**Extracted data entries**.
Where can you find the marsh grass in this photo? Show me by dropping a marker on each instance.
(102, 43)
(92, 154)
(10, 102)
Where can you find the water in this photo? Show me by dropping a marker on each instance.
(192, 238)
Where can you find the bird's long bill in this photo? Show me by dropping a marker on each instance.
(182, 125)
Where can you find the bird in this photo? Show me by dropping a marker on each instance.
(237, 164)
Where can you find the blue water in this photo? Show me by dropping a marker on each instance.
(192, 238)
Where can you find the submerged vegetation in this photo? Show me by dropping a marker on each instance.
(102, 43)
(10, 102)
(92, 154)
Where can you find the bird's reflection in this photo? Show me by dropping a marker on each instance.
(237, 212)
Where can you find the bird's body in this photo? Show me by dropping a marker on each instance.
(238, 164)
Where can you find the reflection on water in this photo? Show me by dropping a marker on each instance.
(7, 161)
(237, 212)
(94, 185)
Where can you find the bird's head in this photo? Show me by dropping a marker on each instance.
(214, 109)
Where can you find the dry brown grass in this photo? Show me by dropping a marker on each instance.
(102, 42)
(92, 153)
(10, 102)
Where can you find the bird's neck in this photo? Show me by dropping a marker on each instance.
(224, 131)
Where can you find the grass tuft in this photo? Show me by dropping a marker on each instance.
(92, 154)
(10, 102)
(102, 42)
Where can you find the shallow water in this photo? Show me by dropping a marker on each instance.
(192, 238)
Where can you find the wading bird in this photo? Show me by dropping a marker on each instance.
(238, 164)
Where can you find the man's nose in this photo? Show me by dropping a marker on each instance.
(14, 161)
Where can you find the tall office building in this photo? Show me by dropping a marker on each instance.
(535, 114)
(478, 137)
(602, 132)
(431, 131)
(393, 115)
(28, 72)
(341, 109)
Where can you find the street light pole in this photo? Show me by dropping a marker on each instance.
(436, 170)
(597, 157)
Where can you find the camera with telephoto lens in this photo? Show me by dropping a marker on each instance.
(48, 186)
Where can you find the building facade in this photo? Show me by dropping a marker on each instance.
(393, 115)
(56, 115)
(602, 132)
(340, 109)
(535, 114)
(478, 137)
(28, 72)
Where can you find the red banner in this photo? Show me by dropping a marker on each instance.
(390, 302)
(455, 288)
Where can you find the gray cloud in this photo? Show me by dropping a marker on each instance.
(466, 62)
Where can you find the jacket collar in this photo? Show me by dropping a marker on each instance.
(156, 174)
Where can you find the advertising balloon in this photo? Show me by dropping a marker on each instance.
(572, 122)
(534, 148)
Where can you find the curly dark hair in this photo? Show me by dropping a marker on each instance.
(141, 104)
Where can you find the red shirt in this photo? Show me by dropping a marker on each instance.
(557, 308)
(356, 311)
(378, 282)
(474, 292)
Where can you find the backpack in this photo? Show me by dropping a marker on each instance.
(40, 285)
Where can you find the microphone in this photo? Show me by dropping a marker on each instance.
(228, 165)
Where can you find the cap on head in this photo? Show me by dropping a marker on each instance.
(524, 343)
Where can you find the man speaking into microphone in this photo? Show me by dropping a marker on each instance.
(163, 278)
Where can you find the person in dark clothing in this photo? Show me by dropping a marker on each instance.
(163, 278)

**What to do**.
Nothing may be left out: return each entry exactly as it reads.

**Task solution**.
Where can you find the marsh grass in this photo? Show me by dropping a marker on each instance.
(102, 43)
(92, 154)
(10, 102)
Where can you find the water in this photo? Show me by dropping a marker on each instance.
(192, 238)
Where can you find the bird's long bill in this photo? Show me by dropping a marker on each instance.
(182, 125)
Where can you find the bird in this photo? Show me by dropping a marker on each instance.
(237, 164)
Where can you find the blue water in this photo? Show me by dropping a marker on each instance.
(192, 238)
Where can you find the submerged vegetation in this photo? Show me by dropping a marker on each instance.
(102, 43)
(10, 102)
(92, 154)
Where can you find the bird's reflection in this photo? Show me by dropping a marker on each instance.
(237, 212)
Where can you find the bird's body in this photo? Show me by dropping a marker on each instance.
(238, 164)
Where can you find the reflection on water in this photo? Show me by dropping a marker on each instance.
(7, 161)
(237, 212)
(94, 185)
Where can you find the bird's head in this photo? Show me by dropping a marker on each instance.
(214, 109)
Where can you find the dry brown grass in this photo? Show me by dropping a marker on each instance.
(102, 42)
(92, 153)
(10, 102)
Where can you find the bird's neck in this photo? Show me by dropping a marker on each instance.
(224, 131)
Where can you find the grass tuft in this photo? Show me by dropping a marker on each instance.
(92, 154)
(10, 102)
(102, 42)
Where can you find the shallow water in this photo? Show me by dropping a marker on each instance.
(192, 238)
Where can you find the wading bird in this photo? Show me by dropping a marker on each instance.
(238, 164)
Where can you find the man's nose in this photo? Show me by dropping a marker on each instance.
(14, 161)
Where can you find the tall office building in this photo? Show me by dropping a marker on each instance.
(535, 114)
(478, 137)
(602, 132)
(431, 131)
(393, 115)
(28, 72)
(341, 109)
Where can you find the street light pole in this photo? Show me by dropping a marker on each instance.
(436, 170)
(597, 157)
Where can you find the camera with telephoto lens in this photo? Show me by dropping a marker on each instance.
(48, 186)
Where can you find the building facade in this photo? Show me by dropping a marker on each instance.
(393, 115)
(56, 115)
(602, 132)
(340, 109)
(535, 114)
(478, 137)
(28, 72)
Where can you find the red banner in this photo? Show me by dropping a marker on each instance.
(390, 302)
(455, 288)
Where can you find the gray cloud in this photo? Show me by dropping a marker on each instance.
(466, 62)
Where can you find the jacket collar in this photo? Show me by dropping a marker on each instance.
(156, 174)
Where can you find the advertising balloon in this photo? Show me by dropping a marker on each instance.
(572, 122)
(534, 148)
Where can you find the curly dark hair in this photo? Show me by dropping a marker on each instance.
(141, 104)
Where can you find the red shirt in this photo? Show me by dropping a marker on each instance.
(557, 308)
(356, 311)
(378, 282)
(474, 292)
Where can you find the backpack in this photo? Show me by dropping a marker on each instance.
(40, 285)
Where can you find the microphone in this photo? Show me by dropping a marker on each instance.
(228, 165)
Where can you find the cap on head in this photo? Show me by dropping a marker on each instance.
(524, 343)
Where can you find the man speaking into microphone in this photo? Show me by dropping a marker on each instance.
(163, 278)
Where can you find the person in dark clothing in this photo? Show me by dropping a marker on each instance.
(163, 278)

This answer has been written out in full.